__Task requirements__
1. In the post about the orthopedic appointment, how much shorter is the short leg than the long leg?
2. Transcribe the post about the orthopedic appointment from "The latest appointment" to "surgical steel clutches.".
3. Continue the post about the orthopedic appointment from where it stops.

__Extracted text__

....

I am still processing the results of my latest orthopedic appointment emotionally but mentally know what has to happen. The little kid inside me, however, swings back and forth between, "this needs to happen," and, "NO!" I'm about to send my emotional self to her room to finish out the tantrum.
The latest appointment was to go over the findings of a series of x-rays. There is a little osteoarthritis setting into my shoulder; not surprised. My short leg is 14mm shorter than my long leg; hasn't changed. My spine has become unstable. WHAT?!? Yes, unstable. After over 2 decades of stability it is collapsing. Gravity is no longer my friend. I am an adult staring into the abyss of corrective spinal surgery. I hated hearing the words Harrington Rods spoken aloud after so many years of believing I escaped their cold surgical steel clutches.

....

[Stored data]
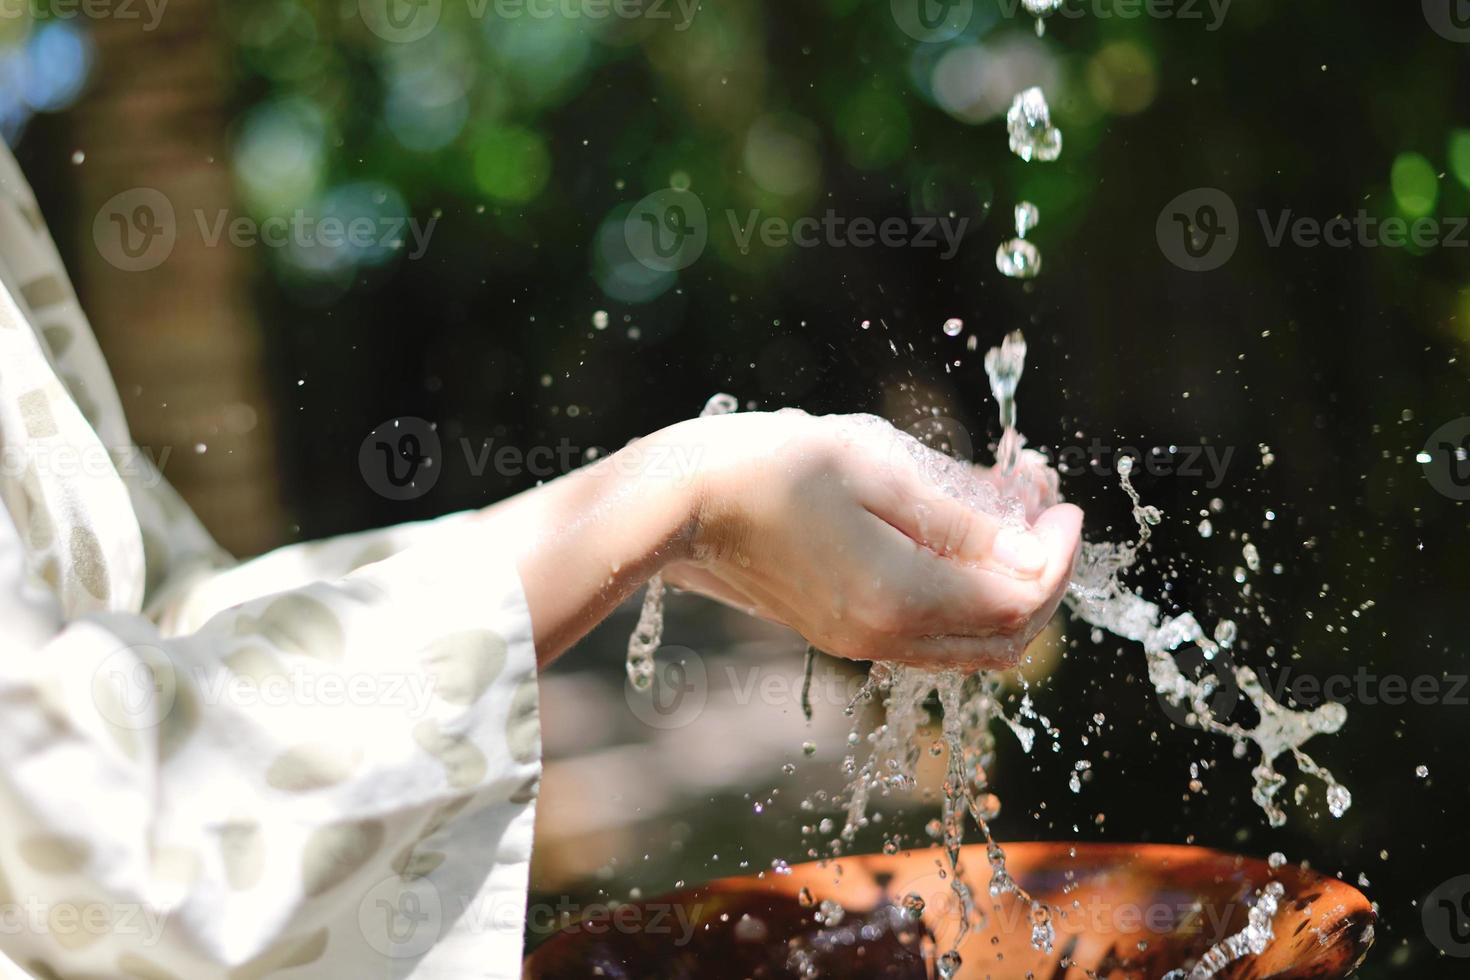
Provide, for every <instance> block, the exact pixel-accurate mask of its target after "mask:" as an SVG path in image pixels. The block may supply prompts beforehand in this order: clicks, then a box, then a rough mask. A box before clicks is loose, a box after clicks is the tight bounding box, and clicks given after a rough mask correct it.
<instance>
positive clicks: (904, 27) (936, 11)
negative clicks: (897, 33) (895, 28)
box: [889, 0, 975, 43]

....

__Results in order__
1. 14mm.

2.
The latest appointment was to go over the findings of a series of x-rays. There is a little osteoarthritis setting into my shoulder; not surprised. My short leg is 14mm shorter than my long leg; hasn't changed. My spine has become unstable. WHAT?!? Yes, unstable. After over 2 decades of stability it is collapsing. Gravity is no longer my friend. I am an adult staring into the abyss of corrective spinal surgery. I hated hearing the words Harrington Rods spoken aloud after so many years of believing I escaped their cold surgical steel clutches.

3.
But. mentally, I knew this was coming. I could feel it in the increasing pain and unidentified anxiety. The strange "you are too young for this" diagnosis of bursitis just 3 weeks ago that prompted me to demand a new spinal evaluation. The knowledge that gravity works and it was only a matter of time before the curves increased. The nurse who laughingly refused to remeasure my height last year when it was 1/2 inch shorter than I knew it should be. I knew. But I refused to accept.
Now, I have no choice. My curvatures are each over 60 degrees. This is no longer a case of avoiding surgery but needing to embrace it before my spine kills me. Some of my internal organs are in danger of being damaged. There is a potential I will break a rib on my hip bone - good thing I have strong bones! Straightening my spine will also eliminate pain, correct problems with my hips and shoulder, and on the petty side I'll be MUCH taller (at least 3 inches) and no longer be 5 pounds overweight for my height. Hey, I have to find a ray of sunshine in this somewhere :)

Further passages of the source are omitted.